### Texto del ejercicio
Cuatrocientos años
Pocas veces la lucidez barroca fue tan lejos. Ninguna nos es tan cruelmente cercana
Cuatrocientos años se cumplen hoy: 1623, 19 de junio. Un niño nace. Enfermo. Nadie, en la familia de Étienne Pascal, funcionario real en Clermont, confía en que éste, su primer hijo varón, pueda salir adelante. Vivirá treinta y nueve años, sin embargo, Blaise Pascal. Y arrastrará en ellos el lastre de la enfermedad. También, el no menor peso de una inteligencia desmesuradamente por encima de su tiempo.
Treinta y nueve años de vida. Los bastantes para, sin salir apenas de la clausura impuesta por un cuerpo sufriente, haber fundado, junto a Desargues y Fermat, la matemática moderna. Los bastantes para dar a la luz esa máquina aritmética en la cual verá Alan Turing, tres siglos más tarde, el fundamento de la computación, envueltos en cuyo imperio vivimos nosotros. Los bastantes para haber cristalizado lo que Voltaire designará como apertura de la prosa moderna en lengua francesa. Los bastantes para haber recorrido algunos de los hallazgos que revolucionan la física experimental en la Europa barroca.

### Elementos guardados de una colección
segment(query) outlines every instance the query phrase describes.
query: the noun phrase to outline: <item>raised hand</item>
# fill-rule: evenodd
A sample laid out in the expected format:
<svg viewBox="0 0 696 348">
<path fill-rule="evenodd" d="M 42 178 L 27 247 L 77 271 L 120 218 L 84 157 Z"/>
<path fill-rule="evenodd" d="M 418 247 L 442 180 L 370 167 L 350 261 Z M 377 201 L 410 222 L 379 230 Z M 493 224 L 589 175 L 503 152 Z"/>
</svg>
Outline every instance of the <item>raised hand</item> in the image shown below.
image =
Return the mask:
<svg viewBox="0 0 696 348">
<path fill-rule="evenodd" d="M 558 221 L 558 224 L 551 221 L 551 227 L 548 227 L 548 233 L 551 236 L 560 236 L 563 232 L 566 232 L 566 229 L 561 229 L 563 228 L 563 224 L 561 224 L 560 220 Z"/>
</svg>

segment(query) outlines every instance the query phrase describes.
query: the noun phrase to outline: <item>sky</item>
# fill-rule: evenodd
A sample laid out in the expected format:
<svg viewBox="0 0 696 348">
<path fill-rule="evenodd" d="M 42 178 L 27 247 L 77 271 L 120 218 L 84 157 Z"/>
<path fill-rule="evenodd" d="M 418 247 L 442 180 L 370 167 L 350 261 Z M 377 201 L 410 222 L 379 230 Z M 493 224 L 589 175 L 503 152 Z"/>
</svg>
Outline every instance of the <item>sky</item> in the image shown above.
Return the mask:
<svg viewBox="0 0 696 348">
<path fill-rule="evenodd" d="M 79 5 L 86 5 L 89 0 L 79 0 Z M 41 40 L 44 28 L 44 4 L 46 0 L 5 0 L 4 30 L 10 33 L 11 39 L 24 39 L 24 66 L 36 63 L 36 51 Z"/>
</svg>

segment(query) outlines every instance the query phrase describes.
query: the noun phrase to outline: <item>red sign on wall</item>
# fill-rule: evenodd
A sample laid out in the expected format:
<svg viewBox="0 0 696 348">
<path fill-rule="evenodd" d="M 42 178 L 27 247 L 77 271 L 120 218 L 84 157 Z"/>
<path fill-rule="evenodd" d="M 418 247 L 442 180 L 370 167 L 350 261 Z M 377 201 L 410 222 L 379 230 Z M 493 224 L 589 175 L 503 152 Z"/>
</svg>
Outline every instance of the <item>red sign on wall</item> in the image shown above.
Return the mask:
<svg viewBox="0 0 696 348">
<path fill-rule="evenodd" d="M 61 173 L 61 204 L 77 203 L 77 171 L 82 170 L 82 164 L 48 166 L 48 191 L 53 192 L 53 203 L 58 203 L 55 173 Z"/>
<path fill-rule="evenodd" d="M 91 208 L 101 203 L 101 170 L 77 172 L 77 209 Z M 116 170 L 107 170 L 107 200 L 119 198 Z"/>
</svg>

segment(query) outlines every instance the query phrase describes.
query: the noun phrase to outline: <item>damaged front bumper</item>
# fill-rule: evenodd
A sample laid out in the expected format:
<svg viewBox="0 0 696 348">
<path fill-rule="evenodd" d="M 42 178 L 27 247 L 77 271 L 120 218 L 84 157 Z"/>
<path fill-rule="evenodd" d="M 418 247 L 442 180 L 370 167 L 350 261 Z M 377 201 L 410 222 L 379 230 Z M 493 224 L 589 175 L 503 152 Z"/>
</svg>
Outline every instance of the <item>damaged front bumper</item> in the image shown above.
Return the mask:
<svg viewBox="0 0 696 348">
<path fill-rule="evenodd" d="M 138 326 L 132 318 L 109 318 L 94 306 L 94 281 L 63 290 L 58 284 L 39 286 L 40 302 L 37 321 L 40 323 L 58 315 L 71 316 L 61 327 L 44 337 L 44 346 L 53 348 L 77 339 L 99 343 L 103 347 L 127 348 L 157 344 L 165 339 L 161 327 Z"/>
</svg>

### Instrucciones de tareas
(a) Responda con base en el texto sobre Blaise Pascal:
(i) ¿En qué ciudad era funcionario real Étienne Pascal?
(ii) ¿Cuántos años vivió Blaise Pascal?
(iii) ¿Junto a quiénes fundó la matemática moderna?
(b) Indique si cada afirmación concuerda con el texto sobre Blaise Pascal y cite las palabras que lo deciden:
(i) Blaise Pascal era el primer hijo varón de Étienne Pascal.
(ii) Voltaire vio en la máquina aritmética el fundamento de la computación.
(iii) La familia confiaba en que el niño saldría adelante.
(c) Devuelva sin cambios el pasaje del texto sobre Blaise Pascal que va desde "Treinta y nueve años de" hasta "la Europa barroca.".

### Respuestas de tareas
(a)
(i) En Clermont.
(ii) Treinta y nueve años.
(iii) Junto a Desargues y Fermat.

(b)
(i) Sí: "confía en que éste, su primer hijo varón, pueda salir adelante".
(ii) No: "esa máquina aritmética en la cual verá Alan Turing, tres siglos más tarde, el fundamento de la computación".
(iii) No: "Nadie, en la familia de Étienne Pascal, funcionario real en Clermont, confía en que éste, su primer hijo varón, pueda salir adelante".

(c)
Treinta y nueve años de vida. Los bastantes para, sin salir apenas de la clausura impuesta por un cuerpo sufriente, haber fundado, junto a Desargues y Fermat, la matemática moderna. Los bastantes para dar a la luz esa máquina aritmética en la cual verá Alan Turing, tres siglos más tarde, el fundamento de la computación, envueltos en cuyo imperio vivimos nosotros. Los bastantes para haber cristalizado lo que Voltaire designará como apertura de la prosa moderna en lengua francesa. Los bastantes para haber recorrido algunos de los hallazgos que revolucionan la física experimental en la Europa barroca.